◆ EXERCISE TASK
Convert all the records into a two-column CSV whose header row is request,answer, with one row for each request. Put the request text and its answer each in a single quoted field, and replace every line break with a space.

════════════════════

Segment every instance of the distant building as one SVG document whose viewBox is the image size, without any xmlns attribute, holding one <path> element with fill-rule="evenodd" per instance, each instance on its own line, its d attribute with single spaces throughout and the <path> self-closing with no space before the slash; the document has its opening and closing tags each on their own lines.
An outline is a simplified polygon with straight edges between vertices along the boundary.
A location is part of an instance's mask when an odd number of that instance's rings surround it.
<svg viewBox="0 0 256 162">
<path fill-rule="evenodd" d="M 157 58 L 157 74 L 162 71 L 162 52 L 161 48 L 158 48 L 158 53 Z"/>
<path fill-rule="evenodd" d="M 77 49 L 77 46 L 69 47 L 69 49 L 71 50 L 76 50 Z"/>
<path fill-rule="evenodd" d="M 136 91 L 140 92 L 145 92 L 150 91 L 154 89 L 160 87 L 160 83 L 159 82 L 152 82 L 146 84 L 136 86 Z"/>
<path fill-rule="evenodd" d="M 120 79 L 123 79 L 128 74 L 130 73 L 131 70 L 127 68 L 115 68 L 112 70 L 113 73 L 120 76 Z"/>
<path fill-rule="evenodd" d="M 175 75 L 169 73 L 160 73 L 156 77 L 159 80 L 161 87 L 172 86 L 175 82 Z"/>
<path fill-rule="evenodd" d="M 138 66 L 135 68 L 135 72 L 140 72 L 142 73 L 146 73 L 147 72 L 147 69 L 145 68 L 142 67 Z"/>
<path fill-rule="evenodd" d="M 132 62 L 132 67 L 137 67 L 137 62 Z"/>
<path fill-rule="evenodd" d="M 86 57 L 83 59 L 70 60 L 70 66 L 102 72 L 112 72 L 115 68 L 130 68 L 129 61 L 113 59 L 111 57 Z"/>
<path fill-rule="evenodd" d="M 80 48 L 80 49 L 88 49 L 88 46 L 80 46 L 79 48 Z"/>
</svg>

════════════════════

◆ SOLUTION
request,answer
"Segment every instance of the distant building as one SVG document whose viewBox is the image size, without any xmlns attribute, holding one <path> element with fill-rule=""evenodd"" per instance, each instance on its own line, its d attribute with single spaces throughout and the <path> self-closing with no space before the slash; the document has its opening and closing tags each on their own lines. An outline is a simplified polygon with straight edges between vertices along the boundary. A location is part of an instance's mask when an odd number of that instance's rings surround it.","<svg viewBox=""0 0 256 162""> <path fill-rule=""evenodd"" d=""M 157 58 L 157 74 L 162 71 L 162 52 L 161 48 L 158 48 L 158 53 Z""/> <path fill-rule=""evenodd"" d=""M 77 49 L 77 46 L 69 47 L 69 49 L 71 50 L 76 50 Z""/> <path fill-rule=""evenodd"" d=""M 136 91 L 140 92 L 145 92 L 150 91 L 154 89 L 160 87 L 160 83 L 159 82 L 152 82 L 146 84 L 136 86 Z""/> <path fill-rule=""evenodd"" d=""M 120 79 L 123 79 L 128 74 L 130 73 L 131 70 L 127 68 L 115 68 L 112 70 L 113 73 L 120 76 Z""/> <path fill-rule=""evenodd"" d=""M 175 75 L 169 73 L 160 73 L 156 77 L 159 80 L 161 87 L 172 86 L 175 82 Z""/> <path fill-rule=""evenodd"" d=""M 138 66 L 135 68 L 135 72 L 140 72 L 142 73 L 146 73 L 147 72 L 147 69 L 145 68 L 142 67 Z""/> <path fill-rule=""evenodd"" d=""M 132 62 L 132 67 L 137 67 L 137 62 Z""/> <path fill-rule=""evenodd"" d=""M 86 57 L 83 59 L 70 60 L 70 66 L 102 72 L 112 72 L 115 68 L 130 68 L 129 61 L 113 59 L 111 57 Z""/> <path fill-rule=""evenodd"" d=""M 80 48 L 80 49 L 88 49 L 88 46 L 80 46 L 79 48 Z""/> </svg>"